◆ INSTRUCTION 1: Please write out the trademark excerpt word for word, beginning at the words "(2)  Explain whether" and stopping after "2016); TMEP §814.".
◆ INSTRUCTION 2: Pull out every line of the records that contains the string "sitting".

◆ EXTRACT:
((

Although applicant’s mark has been refused registration, applicant may respond to the refusal by submitting evidence and arguments in support of registration.  

 

REQUEST FOR INFORMATION

The applicant argues that his services are distinct in relation to the registrant’s.  To permit proper examination of the application, applicant must provide all the following information:

 

(1)  Explain who the target audience is for applicant’s “data storage” services.    

 

(2)  Explain whether the use of the “data” to be stored is for “marketing” purposes or in the “marketing” industry. 

 

See 37 C.F.R. §2.61(b); TMEP §814. 

 

Failure to comply with a request for information is grounds for refusing registration.  In re Harley, 119 USPQ2d 1755, 1757-58 (TTAB 2016); TMEP §814.

))

◆ RECORD SET:
((

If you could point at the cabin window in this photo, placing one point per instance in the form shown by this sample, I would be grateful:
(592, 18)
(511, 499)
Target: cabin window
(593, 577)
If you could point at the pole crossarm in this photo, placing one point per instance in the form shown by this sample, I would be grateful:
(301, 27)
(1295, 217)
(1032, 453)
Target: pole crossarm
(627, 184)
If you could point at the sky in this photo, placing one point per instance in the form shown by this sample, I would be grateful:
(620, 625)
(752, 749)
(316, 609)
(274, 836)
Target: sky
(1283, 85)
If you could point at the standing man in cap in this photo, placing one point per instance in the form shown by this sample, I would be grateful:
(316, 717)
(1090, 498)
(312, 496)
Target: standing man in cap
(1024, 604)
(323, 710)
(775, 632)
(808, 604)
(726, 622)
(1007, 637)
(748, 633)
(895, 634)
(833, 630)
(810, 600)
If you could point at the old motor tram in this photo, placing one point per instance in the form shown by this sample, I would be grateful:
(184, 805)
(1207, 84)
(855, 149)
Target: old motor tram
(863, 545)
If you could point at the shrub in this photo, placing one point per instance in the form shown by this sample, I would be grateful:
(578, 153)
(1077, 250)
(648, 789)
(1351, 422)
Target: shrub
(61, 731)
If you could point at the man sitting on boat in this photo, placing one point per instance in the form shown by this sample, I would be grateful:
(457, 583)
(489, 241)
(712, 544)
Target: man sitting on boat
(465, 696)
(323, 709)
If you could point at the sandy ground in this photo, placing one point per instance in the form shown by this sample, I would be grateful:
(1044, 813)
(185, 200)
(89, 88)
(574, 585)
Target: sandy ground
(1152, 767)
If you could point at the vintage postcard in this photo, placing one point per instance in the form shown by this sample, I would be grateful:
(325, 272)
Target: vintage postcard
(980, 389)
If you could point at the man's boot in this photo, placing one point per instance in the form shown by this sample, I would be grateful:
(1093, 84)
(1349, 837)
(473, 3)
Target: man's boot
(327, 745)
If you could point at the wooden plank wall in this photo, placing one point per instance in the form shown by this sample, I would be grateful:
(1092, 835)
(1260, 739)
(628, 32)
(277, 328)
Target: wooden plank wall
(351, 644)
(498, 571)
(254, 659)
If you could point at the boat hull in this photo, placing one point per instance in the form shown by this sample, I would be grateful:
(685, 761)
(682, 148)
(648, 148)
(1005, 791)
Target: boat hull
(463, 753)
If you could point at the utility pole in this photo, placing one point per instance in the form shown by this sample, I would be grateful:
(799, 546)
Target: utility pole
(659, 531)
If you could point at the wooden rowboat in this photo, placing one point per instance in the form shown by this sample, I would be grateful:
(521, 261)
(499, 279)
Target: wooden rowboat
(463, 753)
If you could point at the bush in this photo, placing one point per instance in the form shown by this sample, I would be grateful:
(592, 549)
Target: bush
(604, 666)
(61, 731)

))

◆ COMPLETE OUTPUT 1:
(2)  Explain whether the use of the “data” to be stored is for “marketing” purposes or in the “marketing” industry. 

 

See 37 C.F.R. §2.61(b); TMEP §814. 

 

Failure to comply with a request for information is grounds for refusing registration.  In re Harley, 119 USPQ2d 1755, 1757-58 (TTAB 2016); TMEP §814.

◆ COMPLETE OUTPUT 2:
If you could point at the man sitting on boat in this photo, placing one point per instance in the form shown by this sample, I would be grateful:
Target: man sitting on boat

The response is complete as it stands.